==== ZITIERTER TEXT
Auch für Alexander Kordas London Film Productions ist Ludwig Berger tätig gewesen. Aus dieser Periode erzählt er in seinen 1953 erschienenen Erinnerungen Wir sind vom gleichen Stoff, aus dem die Träume sind folgende Anekdote: „Die Chauffeure, die mich nach Denham fuhren, fragten mich ungläubig während der langen Fahrt: ‚Man nimmt den Juden ihr Geld ab?‘ Es ging nicht in ein englisches Gehirn, daß ein Staat seine Bürger beraubt. Überall, wo man als Deutscher hinkam, wurde man mit Fragen überschüttet. In der Schweiz bangte man um die ‚Bekenntniskirche‘ und um das Schicksal Pastor Niemöllers. In Frankreich interessierte man sich mehr dafür, daß Hitler keinen Wein trank und die Gewerkschaften mit einem einzigen Federstrich aufgelöst hatte. In England aber stand man vor unbegreiflichen Tatsachen: konnte ein Mensch anderen Menschen Geld abnehmen; wo war die Menschenwürde geblieben?“

Bergers Beobachtung unterschiedlicher Mentalitäten in den Ländern seines Exils hat unmittelbare Bedeutung für die filmgeschichtliche Einordnung und Bewertung seiner dort entstandenen Arbeiten – wie auch für die seiner zahlreichen Berufskollegen, die, rassistisch oder politisch verfolgt, ihrer Tätigkeit in einem neuen Sprachraum nachgehen mussten. So wie zuvor – unter günstigeren Umständen – Autoren des Auslands in der deutschen Filmindustrie Fuß fassen konnten und diese, etwa im Fall der russischen Film-Emigration, um „mondäne“ oder avantgardistische Elemente bereichert hatten, sahen sich nun deutschsprachige Autoren in die Lage versetzt, fremdsprachigen Produktionen ihren Stempel aufzudrücken. Die Fähigkeit zum entsprechenden sprachlichen Ausdruck vorausgesetzt, hatten sie in ihren Arbeiten auf die unterschiedlichen Mentalitäten in ihren Gastgeberländern gleichwohl Rücksicht zu nehmen.
========
==== BEREITGESTELLTE EINTRÄGE
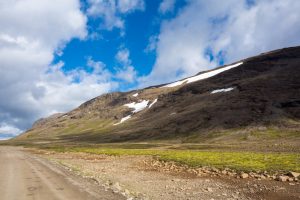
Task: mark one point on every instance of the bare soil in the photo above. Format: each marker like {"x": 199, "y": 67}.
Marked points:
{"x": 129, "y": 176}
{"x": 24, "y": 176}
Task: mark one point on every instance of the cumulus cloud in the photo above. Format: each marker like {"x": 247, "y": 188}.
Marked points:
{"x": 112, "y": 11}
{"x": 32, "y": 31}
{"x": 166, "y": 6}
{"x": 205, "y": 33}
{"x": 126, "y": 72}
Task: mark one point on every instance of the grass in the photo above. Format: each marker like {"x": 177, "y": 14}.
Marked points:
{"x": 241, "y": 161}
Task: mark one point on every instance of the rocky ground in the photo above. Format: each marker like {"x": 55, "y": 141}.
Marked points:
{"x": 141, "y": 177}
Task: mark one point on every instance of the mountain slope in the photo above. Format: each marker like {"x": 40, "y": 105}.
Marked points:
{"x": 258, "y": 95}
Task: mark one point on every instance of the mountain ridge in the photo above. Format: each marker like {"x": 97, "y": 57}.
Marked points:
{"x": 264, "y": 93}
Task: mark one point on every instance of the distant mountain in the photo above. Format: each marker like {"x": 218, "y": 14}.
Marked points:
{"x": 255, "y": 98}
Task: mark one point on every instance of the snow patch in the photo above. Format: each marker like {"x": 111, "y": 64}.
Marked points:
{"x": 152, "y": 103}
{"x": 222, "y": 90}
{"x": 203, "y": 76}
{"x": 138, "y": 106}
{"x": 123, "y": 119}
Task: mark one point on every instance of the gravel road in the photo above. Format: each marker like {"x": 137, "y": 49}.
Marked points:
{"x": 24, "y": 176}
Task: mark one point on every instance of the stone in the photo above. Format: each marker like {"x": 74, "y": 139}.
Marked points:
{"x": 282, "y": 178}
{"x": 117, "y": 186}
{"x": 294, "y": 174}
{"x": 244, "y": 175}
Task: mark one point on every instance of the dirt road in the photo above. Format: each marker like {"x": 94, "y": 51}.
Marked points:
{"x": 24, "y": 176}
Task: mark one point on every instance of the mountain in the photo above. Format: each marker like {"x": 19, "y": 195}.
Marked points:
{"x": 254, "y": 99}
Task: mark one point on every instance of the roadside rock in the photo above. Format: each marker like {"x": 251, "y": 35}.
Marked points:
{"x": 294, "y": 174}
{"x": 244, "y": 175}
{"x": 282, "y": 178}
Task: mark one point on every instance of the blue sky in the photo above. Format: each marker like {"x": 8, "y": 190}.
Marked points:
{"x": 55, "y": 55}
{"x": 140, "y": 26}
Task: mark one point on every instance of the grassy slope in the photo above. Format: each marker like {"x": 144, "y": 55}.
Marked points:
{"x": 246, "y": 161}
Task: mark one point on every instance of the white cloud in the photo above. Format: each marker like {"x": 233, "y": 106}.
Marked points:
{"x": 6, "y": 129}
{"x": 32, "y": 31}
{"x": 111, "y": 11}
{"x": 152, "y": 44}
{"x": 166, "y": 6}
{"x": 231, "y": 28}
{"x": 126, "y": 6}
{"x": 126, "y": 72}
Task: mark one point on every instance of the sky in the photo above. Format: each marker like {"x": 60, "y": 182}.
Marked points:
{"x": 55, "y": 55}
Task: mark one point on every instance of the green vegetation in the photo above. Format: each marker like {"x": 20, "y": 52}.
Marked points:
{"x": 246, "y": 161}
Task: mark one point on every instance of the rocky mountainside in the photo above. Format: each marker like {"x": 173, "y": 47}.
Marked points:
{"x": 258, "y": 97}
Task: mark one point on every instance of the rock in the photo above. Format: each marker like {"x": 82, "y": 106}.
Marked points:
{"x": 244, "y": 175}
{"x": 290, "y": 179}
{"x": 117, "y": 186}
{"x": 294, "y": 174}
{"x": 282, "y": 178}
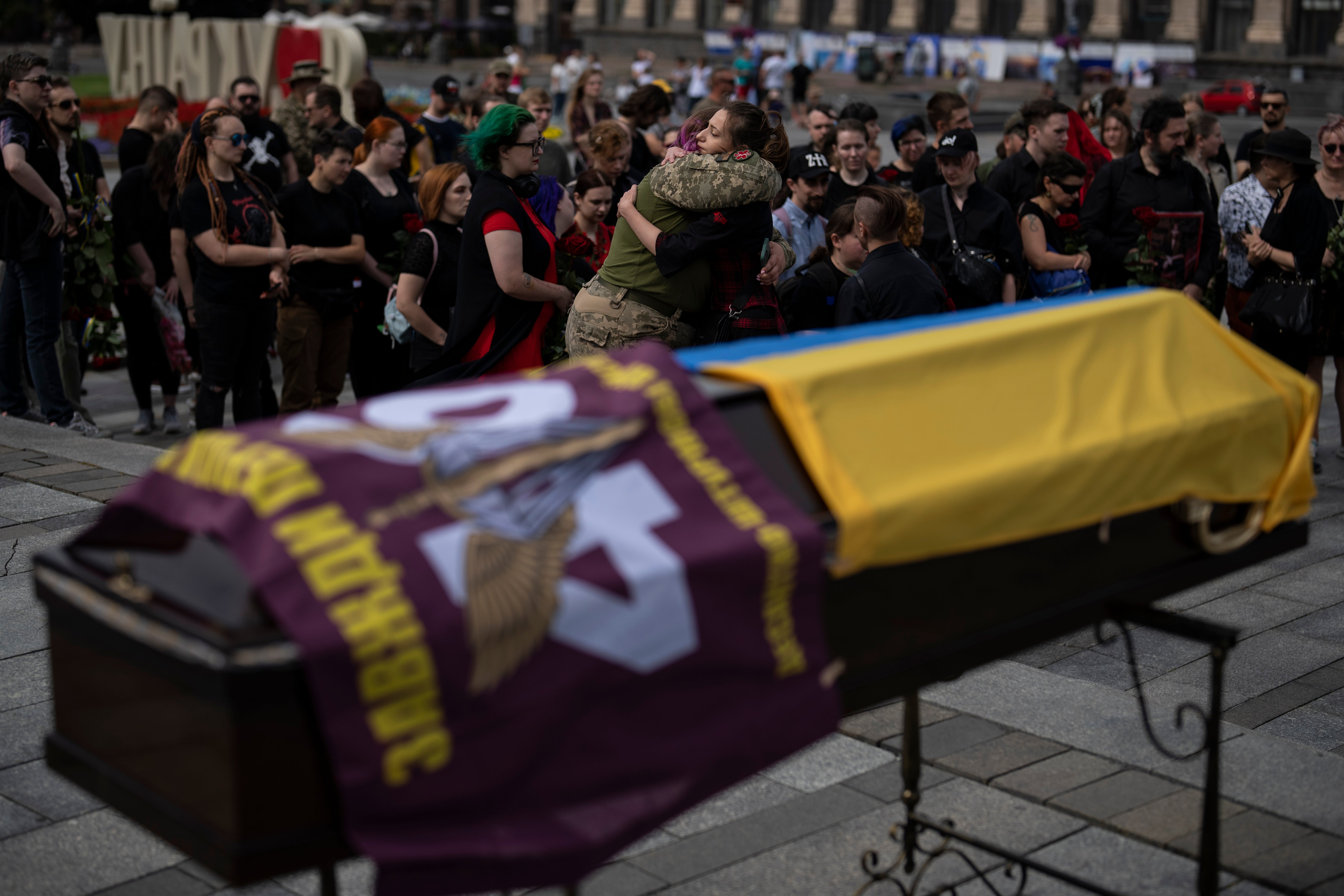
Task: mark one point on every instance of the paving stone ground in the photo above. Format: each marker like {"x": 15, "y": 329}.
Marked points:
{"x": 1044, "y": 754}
========
==== BEREITGESTELLTE EINTRÄGE
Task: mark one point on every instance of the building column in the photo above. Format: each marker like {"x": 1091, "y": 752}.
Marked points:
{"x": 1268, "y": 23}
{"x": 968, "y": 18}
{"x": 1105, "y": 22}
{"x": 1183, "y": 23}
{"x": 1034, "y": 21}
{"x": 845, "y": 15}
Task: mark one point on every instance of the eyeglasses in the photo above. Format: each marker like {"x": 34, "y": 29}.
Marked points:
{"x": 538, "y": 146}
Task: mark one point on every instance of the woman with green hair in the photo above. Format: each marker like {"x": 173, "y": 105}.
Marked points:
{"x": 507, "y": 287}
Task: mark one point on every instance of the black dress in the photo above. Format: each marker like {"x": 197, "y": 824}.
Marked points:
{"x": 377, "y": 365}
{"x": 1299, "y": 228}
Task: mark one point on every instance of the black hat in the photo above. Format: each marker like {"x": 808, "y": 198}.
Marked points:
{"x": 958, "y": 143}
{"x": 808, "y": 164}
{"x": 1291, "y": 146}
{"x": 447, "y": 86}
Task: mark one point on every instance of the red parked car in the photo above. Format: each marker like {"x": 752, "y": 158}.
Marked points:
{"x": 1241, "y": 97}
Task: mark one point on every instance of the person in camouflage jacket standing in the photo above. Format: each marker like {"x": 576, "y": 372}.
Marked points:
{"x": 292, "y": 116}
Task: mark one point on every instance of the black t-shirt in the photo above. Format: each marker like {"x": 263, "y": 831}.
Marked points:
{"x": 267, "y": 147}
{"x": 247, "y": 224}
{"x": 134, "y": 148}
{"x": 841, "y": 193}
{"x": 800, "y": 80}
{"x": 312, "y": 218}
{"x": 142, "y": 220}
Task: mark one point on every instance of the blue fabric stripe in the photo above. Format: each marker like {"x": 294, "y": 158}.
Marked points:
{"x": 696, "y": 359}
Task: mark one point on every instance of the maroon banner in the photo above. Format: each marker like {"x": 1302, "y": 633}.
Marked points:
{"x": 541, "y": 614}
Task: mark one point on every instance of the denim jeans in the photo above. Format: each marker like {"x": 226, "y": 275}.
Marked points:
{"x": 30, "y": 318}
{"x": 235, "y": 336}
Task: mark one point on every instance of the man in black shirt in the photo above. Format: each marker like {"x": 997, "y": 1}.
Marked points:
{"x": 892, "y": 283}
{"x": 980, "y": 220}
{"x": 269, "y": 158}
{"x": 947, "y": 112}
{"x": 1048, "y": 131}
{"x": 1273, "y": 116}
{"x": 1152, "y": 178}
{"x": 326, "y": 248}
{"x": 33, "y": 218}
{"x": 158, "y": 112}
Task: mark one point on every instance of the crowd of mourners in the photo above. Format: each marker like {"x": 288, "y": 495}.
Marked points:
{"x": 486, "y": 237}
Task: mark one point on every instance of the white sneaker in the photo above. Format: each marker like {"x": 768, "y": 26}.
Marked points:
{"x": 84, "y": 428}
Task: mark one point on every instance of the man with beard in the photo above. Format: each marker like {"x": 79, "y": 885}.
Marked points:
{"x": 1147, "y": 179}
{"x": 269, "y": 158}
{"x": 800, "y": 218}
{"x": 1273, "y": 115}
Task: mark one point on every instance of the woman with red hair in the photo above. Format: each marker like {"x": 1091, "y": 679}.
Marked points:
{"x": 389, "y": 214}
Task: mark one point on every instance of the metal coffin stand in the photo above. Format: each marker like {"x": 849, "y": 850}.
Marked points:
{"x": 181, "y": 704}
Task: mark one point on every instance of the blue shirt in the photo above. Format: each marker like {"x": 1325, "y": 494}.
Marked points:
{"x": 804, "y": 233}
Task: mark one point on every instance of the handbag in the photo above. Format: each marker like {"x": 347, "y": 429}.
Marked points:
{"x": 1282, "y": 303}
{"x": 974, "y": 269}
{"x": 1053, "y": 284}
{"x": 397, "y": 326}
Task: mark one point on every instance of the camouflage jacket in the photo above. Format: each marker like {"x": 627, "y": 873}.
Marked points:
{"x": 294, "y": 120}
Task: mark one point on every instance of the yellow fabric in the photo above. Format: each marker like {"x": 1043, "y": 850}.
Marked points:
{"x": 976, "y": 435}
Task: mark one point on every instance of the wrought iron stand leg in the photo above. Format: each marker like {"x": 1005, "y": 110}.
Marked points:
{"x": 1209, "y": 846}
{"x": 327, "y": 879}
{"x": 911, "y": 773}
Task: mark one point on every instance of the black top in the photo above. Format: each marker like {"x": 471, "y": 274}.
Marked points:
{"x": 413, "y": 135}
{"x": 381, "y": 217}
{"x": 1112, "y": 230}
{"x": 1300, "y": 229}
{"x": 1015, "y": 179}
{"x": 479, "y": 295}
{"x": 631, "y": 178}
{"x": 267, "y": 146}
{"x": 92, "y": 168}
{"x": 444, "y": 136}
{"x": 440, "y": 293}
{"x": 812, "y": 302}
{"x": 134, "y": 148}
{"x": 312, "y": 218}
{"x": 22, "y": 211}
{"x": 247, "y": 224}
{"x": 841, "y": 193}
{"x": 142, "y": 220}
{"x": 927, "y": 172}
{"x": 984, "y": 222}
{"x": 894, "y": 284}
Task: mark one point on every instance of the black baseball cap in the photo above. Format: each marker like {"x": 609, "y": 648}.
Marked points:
========
AUFGABE 1: Gib aus dem zitierten Text wörtlich den Abschnitt wieder, der mit den Worten „Bergers Beobachtung unterschiedlicher“ beginnt und mit „Rücksicht zu nehmen.“ schließt.
AUFGABE 2:
Beantworte anhand des zitierten Textes:
(a) In welchem Jahr erschienen Bergers Erinnerungen?
(b) Wofür interessierte man sich laut der Anekdote in Frankreich?
(c) Um welche Elemente hatte die russische Film-Emigration die deutsche Filmindustrie bereichert?
Die Einträge haben mit dem zitierten Text nichts zu tun.

ERGEBNIS 1:
Bergers Beobachtung unterschiedlicher Mentalitäten in den Ländern seines Exils hat unmittelbare Bedeutung für die filmgeschichtliche Einordnung und Bewertung seiner dort entstandenen Arbeiten – wie auch für die seiner zahlreichen Berufskollegen, die, rassistisch oder politisch verfolgt, ihrer Tätigkeit in einem neuen Sprachraum nachgehen mussten. So wie zuvor – unter günstigeren Umständen – Autoren des Auslands in der deutschen Filmindustrie Fuß fassen konnten und diese, etwa im Fall der russischen Film-Emigration, um „mondäne“ oder avantgardistische Elemente bereichert hatten, sahen sich nun deutschsprachige Autoren in die Lage versetzt, fremdsprachigen Produktionen ihren Stempel aufzudrücken. Die Fähigkeit zum entsprechenden sprachlichen Ausdruck vorausgesetzt, hatten sie in ihren Arbeiten auf die unterschiedlichen Mentalitäten in ihren Gastgeberländern gleichwohl Rücksicht zu nehmen.

ERGEBNIS 2:
(a) 1953
(b) Dafür, dass Hitler keinen Wein trank und die Gewerkschaften mit einem einzigen Federstrich aufgelöst hatte.
(c) Um „mondäne“ oder avantgardistische Elemente.